**TWOJE ZADANIE**. Czy możesz przytoczyć słowo w słowo fragment poniższego tekstu o sharentingu od „To zjawisko ma” aż do „ale i prawne.”?

**UDOSTĘPNIONY TEKST**.
Kiedy rodzic staje się paparazzim. Psycholog o tym, jak rodzice kompromitują dzieci w internecie
Na nagraniu krzyk małego chłopca wypełnia kuchnię. Złość, płacz, rzucanie się na podłogę. Kamera w telefonie nie odwraca się – wręcz przeciwnie, rejestruje wszystko i kilka godzin później materiał pojawia się na Facebooku, gdzie znajomi i nieznajomi komentują: „klasyczna histeria dwulatka”. Śmiech pod postem zbiera dziesiątki reakcji. Dla rodziców to tylko „chwila rozrywki”, mówią, że „przecież nic się nie stało", że „trzeba mieć dystans".
Psycholog dziecięca Judyta Kozicka ma inne zdanie:
– Wśród badań przeważają dowody, że częste upublicznianie wstydliwych momentów bez zgody dziecka raczej szkodzi niż uczy. Wielu nastolatków czuje się zażenowanych i narażonych na negatywną ocenę rówieśników z powodu opublikowanych momentów z ich życia – mówi w rozmowie z portalem Pacjenci.pl.
To zjawisko ma już swoją nazwę: sharenting — od „share” (z ang. dzielić) i „parenting” (z ang. rodzicielstwo). Publikowanie wizerunku dziecka, często bezrefleksyjnie, to nie tylko ryzyko emocjonalne, ale i prawne.

**PREZENTOWANE DANE**.
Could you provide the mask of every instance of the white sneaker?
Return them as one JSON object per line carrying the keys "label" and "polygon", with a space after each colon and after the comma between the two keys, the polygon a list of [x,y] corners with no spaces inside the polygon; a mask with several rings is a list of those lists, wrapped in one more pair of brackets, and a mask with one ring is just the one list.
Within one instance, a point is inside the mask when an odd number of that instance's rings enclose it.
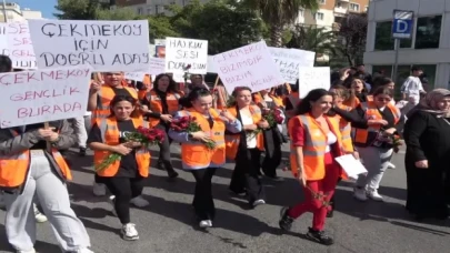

**ROZWIĄZANIE ZADANIA**.
To zjawisko ma już swoją nazwę: sharenting — od „share” (z ang. dzielić) i „parenting” (z ang. rodzicielstwo). Publikowanie wizerunku dziecka, często bezrefleksyjnie, to nie tylko ryzyko emocjonalne, ale i prawne.